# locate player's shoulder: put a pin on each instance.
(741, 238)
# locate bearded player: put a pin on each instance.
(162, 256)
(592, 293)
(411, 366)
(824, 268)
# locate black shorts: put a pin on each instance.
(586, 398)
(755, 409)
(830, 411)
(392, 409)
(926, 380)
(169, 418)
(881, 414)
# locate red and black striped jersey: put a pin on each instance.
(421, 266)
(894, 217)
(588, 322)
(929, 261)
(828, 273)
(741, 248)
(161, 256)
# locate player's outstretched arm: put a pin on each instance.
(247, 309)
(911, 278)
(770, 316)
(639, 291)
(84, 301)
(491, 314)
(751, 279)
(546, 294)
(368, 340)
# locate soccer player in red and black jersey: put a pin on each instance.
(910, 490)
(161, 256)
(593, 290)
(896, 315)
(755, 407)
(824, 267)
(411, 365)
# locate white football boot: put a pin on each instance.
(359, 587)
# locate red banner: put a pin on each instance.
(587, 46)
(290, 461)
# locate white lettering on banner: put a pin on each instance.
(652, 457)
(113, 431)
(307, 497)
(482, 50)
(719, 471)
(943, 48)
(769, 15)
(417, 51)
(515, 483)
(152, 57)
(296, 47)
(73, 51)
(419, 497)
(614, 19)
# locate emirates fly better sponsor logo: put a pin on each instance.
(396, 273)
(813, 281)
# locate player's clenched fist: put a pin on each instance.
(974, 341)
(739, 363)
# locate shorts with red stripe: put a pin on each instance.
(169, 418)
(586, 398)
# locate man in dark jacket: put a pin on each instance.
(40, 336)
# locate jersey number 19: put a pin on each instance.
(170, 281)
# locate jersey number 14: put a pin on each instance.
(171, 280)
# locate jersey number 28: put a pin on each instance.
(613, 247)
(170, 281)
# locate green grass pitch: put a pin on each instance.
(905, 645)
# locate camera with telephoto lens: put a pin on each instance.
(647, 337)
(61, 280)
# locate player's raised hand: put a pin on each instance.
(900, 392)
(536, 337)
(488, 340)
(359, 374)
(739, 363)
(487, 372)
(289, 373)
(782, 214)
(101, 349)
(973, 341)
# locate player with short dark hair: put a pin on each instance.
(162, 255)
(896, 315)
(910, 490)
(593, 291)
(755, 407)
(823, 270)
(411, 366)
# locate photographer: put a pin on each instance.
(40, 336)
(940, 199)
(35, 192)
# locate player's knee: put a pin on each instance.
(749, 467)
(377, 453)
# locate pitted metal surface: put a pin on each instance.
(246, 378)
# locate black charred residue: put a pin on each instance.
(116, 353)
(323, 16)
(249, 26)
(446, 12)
☆ ☆ ☆ ☆ ☆
- _Problem description_: Return the data from the top line through the bottom line exactly.

- _Written response_:
# locate player's shoulder: put a pin on each instance.
(741, 238)
# locate bearded player: put a pin on each instance.
(162, 256)
(592, 293)
(411, 366)
(824, 268)
# locate black shorts: put a pin on each instance.
(586, 398)
(755, 409)
(830, 411)
(392, 409)
(926, 380)
(169, 418)
(881, 414)
# locate red and black striped jersey: put a pin on each instance.
(421, 266)
(894, 217)
(588, 322)
(929, 261)
(828, 273)
(741, 248)
(161, 256)
# locate player's outstretched arm: put a pin on each instance.
(247, 309)
(911, 278)
(770, 316)
(639, 291)
(84, 301)
(491, 314)
(751, 279)
(546, 294)
(368, 340)
# locate soccer player in red and black jersey: put a pin on each instance.
(910, 490)
(161, 256)
(593, 290)
(896, 315)
(755, 407)
(824, 267)
(411, 365)
# locate white football boot: put a pin on each instance.
(359, 587)
# locate red banner: put a pin on each instance.
(587, 46)
(290, 461)
# locate white lettering on banner: put a pin on each instance.
(652, 457)
(113, 431)
(307, 497)
(482, 50)
(719, 471)
(943, 48)
(769, 15)
(417, 51)
(515, 483)
(152, 57)
(296, 47)
(73, 51)
(419, 497)
(614, 19)
# locate emirates fly better sponsor logo: put a pin on each instance.
(396, 273)
(813, 281)
# locate player's clenched fist: put a pin on each instance.
(974, 341)
(739, 363)
# locate shorts with red stripe: put a pin on each instance.
(169, 418)
(586, 398)
# locate man in dark jacket: put a pin on each instance.
(40, 336)
# locate jersey number 19: put a pin on each instance.
(170, 281)
# locate jersey number 14: put a pin on each instance.
(171, 280)
# locate jersey number 28: put a pin on each instance.
(613, 247)
(170, 281)
# locate green grass pitch: put a pin on each instance.
(905, 645)
# locate camera with telephoto lens: put a pin on each instance.
(647, 337)
(61, 280)
# locate player's raised hand: put a pin on each instance.
(900, 392)
(536, 337)
(488, 340)
(359, 374)
(739, 363)
(487, 372)
(289, 373)
(782, 214)
(101, 349)
(973, 341)
# locate player with short dark hair: put a pin on each instance.
(162, 255)
(896, 315)
(910, 490)
(593, 291)
(755, 407)
(823, 270)
(411, 366)
# locate photographer: put a pin on each instance.
(40, 336)
(940, 199)
(35, 192)
# locate player's knee: put a pin on each instance.
(749, 467)
(377, 453)
# locate pitted metal surface: put a pin on each instance.
(246, 378)
# locate black charred residue: put a pin on each instance.
(116, 353)
(323, 16)
(249, 26)
(446, 12)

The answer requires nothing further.